*Tarefa proposta a:* Por favor, reproduza sem nenhuma alteração todas as linhas que vêm depois do trecho, deixando as imagens de fora.

*Trecho de origem:*
Ao lado do caso dos gêmeos que ilustra com excelência seus argumentos, vi uma vez, na TV, uma vestibulanda brasileira que se inscrevera na universidade como negra. Uma moça de cabelos crespos com o mesmíssimo tom de pele que eu tenho quando volto da praia. :-/
Não gosto de condescendência. Ao mesmo tempo em que não permito que a dirijam a mim, não acho útil ou aceitável que se aplique a outrem. Estudei em escola pública de periferia ao lado de gente de todas as cores (e não raças). Tivemos as mesmas chances.
Raça não só é conceito extremamente vago por si só, como se torna ainda mais absurdo num país como o nosso, onde a mistura é mais regra que exceção. Mania besta essa de separar, por medo, orgulho ou o que seja.
Em família, eu e minhas irmãs temos o hábito de chamar umas às outras de "minha nega" e "pretinha". Que é que tem?

*Tarefa proposta b:* Resuma em tópicos o parágrafo do trecho que começa com "Não gosto de condescendência", mantendo os fatos principais.

*Linhas:*
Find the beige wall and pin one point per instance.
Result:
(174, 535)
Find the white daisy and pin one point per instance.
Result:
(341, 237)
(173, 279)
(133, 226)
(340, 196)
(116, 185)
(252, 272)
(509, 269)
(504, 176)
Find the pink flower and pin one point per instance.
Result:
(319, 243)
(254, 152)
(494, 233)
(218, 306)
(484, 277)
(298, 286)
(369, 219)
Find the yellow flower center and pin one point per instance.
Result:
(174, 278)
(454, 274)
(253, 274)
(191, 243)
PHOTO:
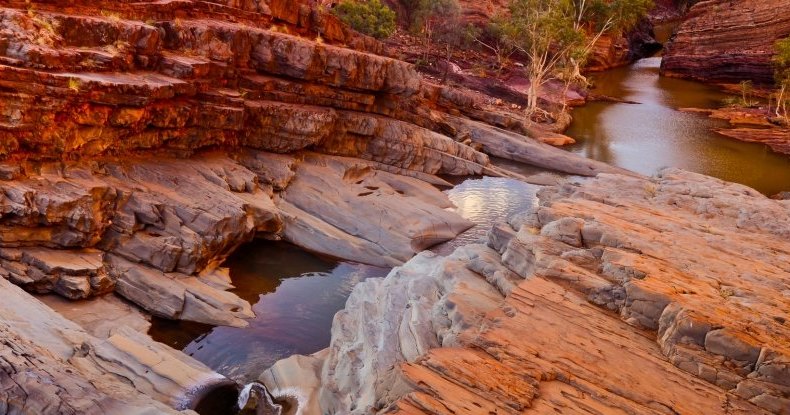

*Resposta correta a:*
Find the beige wall and pin one point per instance.
Result:
(174, 535)
Find the white daisy and pin one point per instance.
Result:
(341, 237)
(173, 279)
(133, 226)
(340, 196)
(116, 185)
(252, 272)
(509, 269)
(504, 176)
Find the pink flower and pin one point per instance.
Result:
(319, 243)
(254, 152)
(494, 233)
(218, 306)
(484, 277)
(298, 286)
(369, 219)
Find the yellow flower center and pin one point per instance.
Result:
(174, 278)
(454, 274)
(253, 274)
(191, 243)
PHOTO:

*Resposta correta b:*
- Não gosto de condescendência: não permito que a dirijam a mim nem acho útil ou aceitável aplicá-la a outros.
- Estudei em escola pública de periferia com gente de todas as cores (e não raças).
- Tivemos as mesmas chances.